┌─ Material shown

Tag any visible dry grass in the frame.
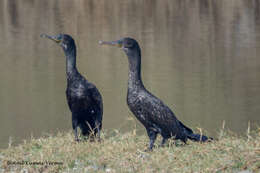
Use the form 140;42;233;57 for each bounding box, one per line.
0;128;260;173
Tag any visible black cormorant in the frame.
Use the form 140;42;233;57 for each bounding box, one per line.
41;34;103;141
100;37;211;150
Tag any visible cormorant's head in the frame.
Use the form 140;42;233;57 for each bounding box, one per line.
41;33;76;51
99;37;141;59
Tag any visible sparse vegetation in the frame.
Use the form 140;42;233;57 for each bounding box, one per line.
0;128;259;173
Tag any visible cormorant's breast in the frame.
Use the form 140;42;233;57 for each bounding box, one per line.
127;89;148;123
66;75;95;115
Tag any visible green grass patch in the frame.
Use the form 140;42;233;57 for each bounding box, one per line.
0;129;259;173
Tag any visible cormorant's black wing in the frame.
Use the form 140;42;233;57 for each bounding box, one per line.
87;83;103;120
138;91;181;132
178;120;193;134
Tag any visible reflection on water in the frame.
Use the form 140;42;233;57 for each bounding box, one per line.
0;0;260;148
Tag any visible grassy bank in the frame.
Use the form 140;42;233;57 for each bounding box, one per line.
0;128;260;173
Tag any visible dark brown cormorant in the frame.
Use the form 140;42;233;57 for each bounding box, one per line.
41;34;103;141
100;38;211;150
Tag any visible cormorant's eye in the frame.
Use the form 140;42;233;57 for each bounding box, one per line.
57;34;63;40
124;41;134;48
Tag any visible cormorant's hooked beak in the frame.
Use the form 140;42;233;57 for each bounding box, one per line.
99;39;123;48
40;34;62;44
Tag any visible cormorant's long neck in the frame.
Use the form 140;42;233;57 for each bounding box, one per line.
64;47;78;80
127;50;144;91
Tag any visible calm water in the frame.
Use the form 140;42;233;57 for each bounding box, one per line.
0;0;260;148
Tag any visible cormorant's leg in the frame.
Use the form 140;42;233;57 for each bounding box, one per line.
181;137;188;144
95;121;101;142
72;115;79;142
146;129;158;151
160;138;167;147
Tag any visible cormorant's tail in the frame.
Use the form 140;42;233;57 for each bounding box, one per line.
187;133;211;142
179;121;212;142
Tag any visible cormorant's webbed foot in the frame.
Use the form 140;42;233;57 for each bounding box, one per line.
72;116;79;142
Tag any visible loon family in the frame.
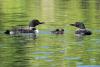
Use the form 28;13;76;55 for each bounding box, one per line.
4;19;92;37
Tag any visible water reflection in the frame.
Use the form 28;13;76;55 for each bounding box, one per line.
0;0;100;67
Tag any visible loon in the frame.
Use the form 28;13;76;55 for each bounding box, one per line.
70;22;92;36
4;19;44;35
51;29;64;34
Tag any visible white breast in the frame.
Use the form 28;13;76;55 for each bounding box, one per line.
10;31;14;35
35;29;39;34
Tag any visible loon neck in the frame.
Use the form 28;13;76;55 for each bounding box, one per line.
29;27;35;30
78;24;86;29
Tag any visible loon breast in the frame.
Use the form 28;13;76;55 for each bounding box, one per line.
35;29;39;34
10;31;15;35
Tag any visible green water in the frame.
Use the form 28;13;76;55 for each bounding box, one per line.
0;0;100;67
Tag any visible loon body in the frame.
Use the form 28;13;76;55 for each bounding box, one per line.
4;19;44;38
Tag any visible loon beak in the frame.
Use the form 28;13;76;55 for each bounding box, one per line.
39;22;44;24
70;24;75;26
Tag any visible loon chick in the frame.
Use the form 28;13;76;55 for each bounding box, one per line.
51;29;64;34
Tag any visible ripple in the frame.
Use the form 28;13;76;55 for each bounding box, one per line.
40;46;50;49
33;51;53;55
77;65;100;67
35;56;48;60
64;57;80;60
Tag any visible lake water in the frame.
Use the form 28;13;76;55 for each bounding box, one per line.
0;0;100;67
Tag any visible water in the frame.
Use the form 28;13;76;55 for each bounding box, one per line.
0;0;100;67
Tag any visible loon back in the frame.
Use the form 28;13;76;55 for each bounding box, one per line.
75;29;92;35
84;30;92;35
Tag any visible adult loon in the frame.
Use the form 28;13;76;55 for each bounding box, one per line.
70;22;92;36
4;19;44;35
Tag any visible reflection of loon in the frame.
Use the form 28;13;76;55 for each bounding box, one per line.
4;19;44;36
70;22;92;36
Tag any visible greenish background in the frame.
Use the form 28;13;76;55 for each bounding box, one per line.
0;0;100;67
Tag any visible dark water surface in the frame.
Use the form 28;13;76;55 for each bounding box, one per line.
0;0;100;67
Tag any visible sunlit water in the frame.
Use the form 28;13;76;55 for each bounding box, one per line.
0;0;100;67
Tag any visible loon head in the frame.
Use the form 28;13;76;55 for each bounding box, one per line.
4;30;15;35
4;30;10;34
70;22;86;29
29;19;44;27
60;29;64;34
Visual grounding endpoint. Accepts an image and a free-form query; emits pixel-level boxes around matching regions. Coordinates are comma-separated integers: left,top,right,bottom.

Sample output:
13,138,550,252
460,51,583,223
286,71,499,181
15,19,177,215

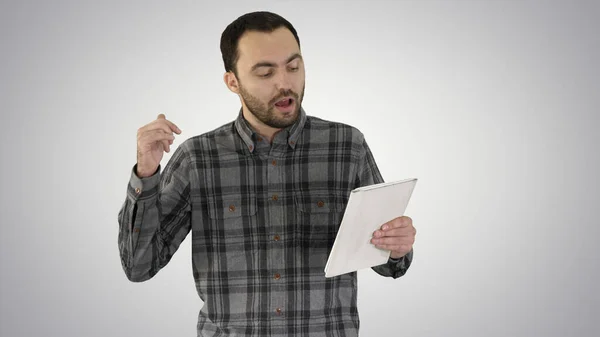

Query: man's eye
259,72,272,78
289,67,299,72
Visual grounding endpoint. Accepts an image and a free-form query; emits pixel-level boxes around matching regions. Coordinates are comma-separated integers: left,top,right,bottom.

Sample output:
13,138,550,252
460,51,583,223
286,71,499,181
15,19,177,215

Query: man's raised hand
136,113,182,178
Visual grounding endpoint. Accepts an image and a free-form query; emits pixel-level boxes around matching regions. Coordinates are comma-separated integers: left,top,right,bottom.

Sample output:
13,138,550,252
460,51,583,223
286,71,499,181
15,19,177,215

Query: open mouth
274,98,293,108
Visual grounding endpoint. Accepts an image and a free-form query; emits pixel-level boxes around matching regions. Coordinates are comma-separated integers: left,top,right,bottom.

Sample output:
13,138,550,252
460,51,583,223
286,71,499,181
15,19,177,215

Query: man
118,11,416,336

└─

* Directions: Except for the pictures, return every line of the material exactly.

* Exercise output:
Tag any visible dry grass in the frame.
Use the form 140;42;233;57 for each bounding box, one per line.
0;128;260;173
Tag any visible black cormorant in the frame.
Use the form 140;42;233;57 for each bounding box, one per line.
41;34;103;141
100;37;211;150
Tag any visible cormorant's head in the frame.
Use the form 140;42;233;57 for each bounding box, one per line.
41;33;76;51
99;37;141;59
Tag any visible sparse vegetation in the frame.
Use the form 140;42;233;57 for each bounding box, one per line.
0;128;259;173
Tag any visible cormorant's breast in the frame.
Use the form 140;42;233;57 for each bounding box, one per line.
127;89;148;123
66;75;95;115
Tag any visible green grass patch in the frame.
Use the form 140;42;233;57 for each bounding box, one per line.
0;129;259;173
Tag any visible cormorant's black wing in the frame.
Use the form 140;42;233;57 for each bounding box, one per line.
87;83;103;120
138;91;181;132
178;120;193;134
Tag any visible reflection on water in the frame.
Use the form 140;42;233;57 for each bounding box, one per line.
0;0;260;148
Tag any visible grassy bank in the frame.
Use the form 140;42;233;57 for each bounding box, one per line.
0;128;260;173
Tag any visible dark brown cormorant in the frame.
Use the form 140;42;233;57 for each bounding box, one per line.
41;34;103;141
100;38;211;150
Tag any visible cormorant's eye in the frame.
Use the form 140;42;233;57 for each bounding box, one per line.
57;34;63;40
124;41;134;48
Tag any visible cormorant's hooked beak in the frame.
Use the form 140;42;233;57 for each bounding box, one per line.
99;39;123;48
40;34;62;44
Tag any visible cormorant's long neck in the frame.
Use the form 140;42;233;57 for each bounding box, one per line.
64;47;78;80
127;50;144;91
Tag any visible calm water in the frame.
Use the form 140;42;233;57 for each bounding box, one per line.
0;0;260;148
Tag any visible cormorant's leg in the frame.
Use the form 140;42;233;57 for each bounding box, one per line.
181;137;188;144
95;121;101;142
72;115;79;142
146;129;158;151
160;138;167;147
Tag any visible cormorant's tail in the frame.
Use the form 140;42;233;57 for each bounding box, one per line.
187;133;211;142
179;121;212;142
Tag any visible cormorant's webbed foot in the frame.
Use the form 140;42;233;57 for each bounding box, one per line.
72;116;79;142
Tag any visible loon family in the frame.
Use the form 28;13;76;55 for each bounding box, one per line.
4;19;92;37
Tag any visible water reflection in the frame.
Use the form 28;13;76;55 for each bounding box, one per line.
0;0;100;67
Tag any visible loon in the frame.
Use the form 28;13;76;55 for each bounding box, one per line.
70;22;92;36
4;19;44;35
51;29;64;34
Tag any visible white breast in the frame.
Use the form 28;13;76;55 for each bounding box, one per line.
10;31;14;35
35;29;39;34
Tag any visible loon neck in the frame.
Use the form 28;13;76;55 for each bounding box, one per line.
29;27;35;30
78;24;86;29
Tag any visible loon breast in the frame.
Use the form 28;13;76;55 for each bounding box, one per line.
35;29;39;34
10;31;15;35
Tag any visible green water in the frame.
Use the form 28;13;76;55 for each bounding box, one per line.
0;0;100;67
Tag any visible loon body in the frame.
Use the form 28;13;76;55 for each bounding box, one per line.
4;19;44;38
Tag any visible loon beak in the frame.
Use the form 28;13;76;55 for each bounding box, one per line.
39;22;44;24
70;24;75;26
Tag any visible loon chick in the frame.
Use the form 28;13;76;55 for each bounding box, one per line.
51;29;64;34
Tag any visible ripple in the frame.
Use the form 28;13;76;55 for each bounding box, one per line.
40;46;50;49
33;51;53;55
77;65;100;67
35;56;48;60
64;57;80;60
Tag any visible lake water in the frame.
Use the form 28;13;76;55 for each bounding box, one per line.
0;0;100;67
Tag any visible water in the frame.
Use the form 28;13;76;55 for each bounding box, one per line.
0;0;100;67
Tag any visible loon back in the frame.
Use the form 28;13;76;55 for each bounding box, one per line.
75;29;92;35
84;30;92;35
Tag any visible adult loon in the frame.
Use the form 28;13;76;55 for each bounding box, one per line.
70;22;92;36
4;19;44;35
Tag any visible reflection of loon in the frame.
Use the form 28;13;76;55 for each bounding box, one per line.
4;19;44;36
70;22;92;36
Tag any visible greenish background in the frame.
Use the form 28;13;76;55 for each bounding box, one per line.
0;0;100;67
Tag any visible dark water surface in the frame.
Use the form 28;13;76;55 for each bounding box, one per line.
0;0;100;67
Tag any visible sunlit water in the frame.
Use the form 28;13;76;55 for each bounding box, one per line.
0;0;100;67
Tag any visible loon head in the frame.
Use the form 28;13;76;55 for each bounding box, one per line.
4;30;15;35
4;30;10;34
70;22;86;29
29;19;44;27
60;29;64;34
Visual grounding endpoint. Accepts an image and a free-form query; emits pixel-level boxes around matching regions. Coordinates are comma-separated integers: left,top,right,bottom.

Sample output:
13,138,550,252
460,51,583,223
286,71,499,181
15,19,177,215


Query: man's eye
259,72,272,78
289,67,299,72
Visual grounding endpoint. Accepts an image and a free-form query; emits pixel-level boxes around matching regions. Coordinates are comma-separated integers: left,top,right,bottom.

Sample output:
13,138,550,252
460,51,583,223
286,71,499,181
15,19,177,215

Query: man's raised hand
136,113,182,178
Visual grounding endpoint. Accepts an image and a free-form query; emits pixel-level boxes around matching regions. Coordinates are comma-separated integers: left,top,right,bottom.

Sample output:
13,138,550,252
460,51,583,223
286,71,499,181
15,19,177,215

Query: open mouth
274,98,293,108
Visual grounding endpoint. Accepts an image and a free-form query; emits pixel-level boxes around matching regions. Coordinates are comma-separated integers: left,top,right,bottom.

Sample output:
13,138,550,252
460,51,583,223
286,71,499,181
15,19,177,215

Query: man
118,11,416,336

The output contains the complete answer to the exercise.